Required task: Copy every line of the records below word for word, leaving out the pictures.

Materials provided:
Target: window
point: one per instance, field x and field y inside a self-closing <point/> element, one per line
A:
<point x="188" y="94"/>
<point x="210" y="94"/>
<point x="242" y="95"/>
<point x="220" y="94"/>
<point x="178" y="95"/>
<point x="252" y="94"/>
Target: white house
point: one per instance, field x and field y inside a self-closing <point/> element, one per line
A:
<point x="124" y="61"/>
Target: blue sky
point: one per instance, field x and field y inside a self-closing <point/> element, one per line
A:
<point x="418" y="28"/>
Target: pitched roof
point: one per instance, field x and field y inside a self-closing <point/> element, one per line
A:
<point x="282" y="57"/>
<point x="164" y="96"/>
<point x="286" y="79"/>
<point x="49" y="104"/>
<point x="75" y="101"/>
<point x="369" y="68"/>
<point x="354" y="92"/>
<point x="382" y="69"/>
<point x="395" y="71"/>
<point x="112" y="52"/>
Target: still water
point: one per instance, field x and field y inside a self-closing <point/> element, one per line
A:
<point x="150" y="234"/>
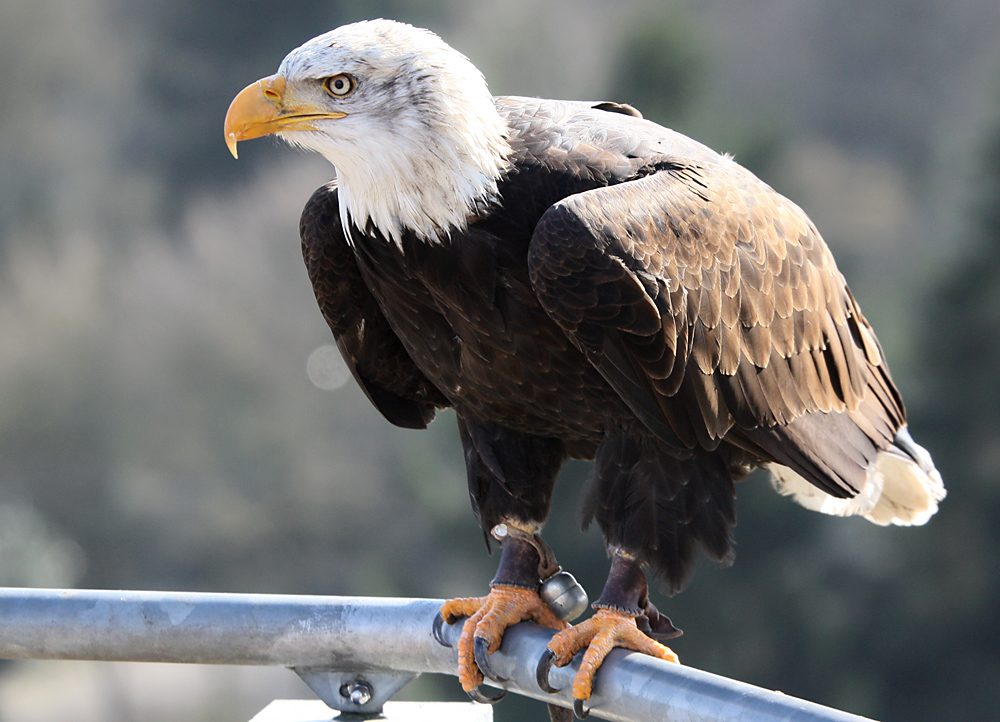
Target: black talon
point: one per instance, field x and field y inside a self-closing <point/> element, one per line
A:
<point x="437" y="630"/>
<point x="542" y="671"/>
<point x="477" y="695"/>
<point x="480" y="650"/>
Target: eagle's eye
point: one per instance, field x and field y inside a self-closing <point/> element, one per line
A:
<point x="339" y="85"/>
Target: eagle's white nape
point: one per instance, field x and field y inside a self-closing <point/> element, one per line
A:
<point x="423" y="146"/>
<point x="901" y="488"/>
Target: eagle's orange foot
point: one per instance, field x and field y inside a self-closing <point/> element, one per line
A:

Response to this exercise:
Target: window
point: one per instance, field x and field y inside a self-closing <point/> element, one per line
A:
<point x="188" y="94"/>
<point x="210" y="94"/>
<point x="242" y="95"/>
<point x="220" y="94"/>
<point x="178" y="95"/>
<point x="252" y="94"/>
Target: white house
point: one per instance, field x and field y inside a self-closing <point/> element, one per line
A:
<point x="124" y="61"/>
Target: blue sky
point: one per instance, field x and field y inside a self-closing <point/> element, one per line
A:
<point x="418" y="28"/>
Target: pitched roof
point: one per instance, field x and field y inside a self-closing <point/> element, one per line
A:
<point x="282" y="57"/>
<point x="164" y="96"/>
<point x="286" y="79"/>
<point x="49" y="104"/>
<point x="75" y="101"/>
<point x="369" y="68"/>
<point x="354" y="92"/>
<point x="382" y="69"/>
<point x="395" y="71"/>
<point x="112" y="52"/>
Target: still water
point: one per instance, field x and field y inside a self-closing <point/> element, one per line
A:
<point x="150" y="234"/>
Target: black talon
point: one per instance, field x and field y inside a self-closing <point/> element, one per line
A:
<point x="437" y="630"/>
<point x="542" y="671"/>
<point x="477" y="695"/>
<point x="480" y="650"/>
Target: eagle's eye
point: one per instance, field x and field y inside a self-closing <point/> element, one per line
A:
<point x="339" y="85"/>
Target: eagle's white nape
point: one per instance, field x and field y inside a self-closing <point/> element, one per line
A:
<point x="423" y="146"/>
<point x="901" y="488"/>
Target: eagle's orange foot
point: one per instance, field x and field y inside a self-closing <point/> element, one per line
A:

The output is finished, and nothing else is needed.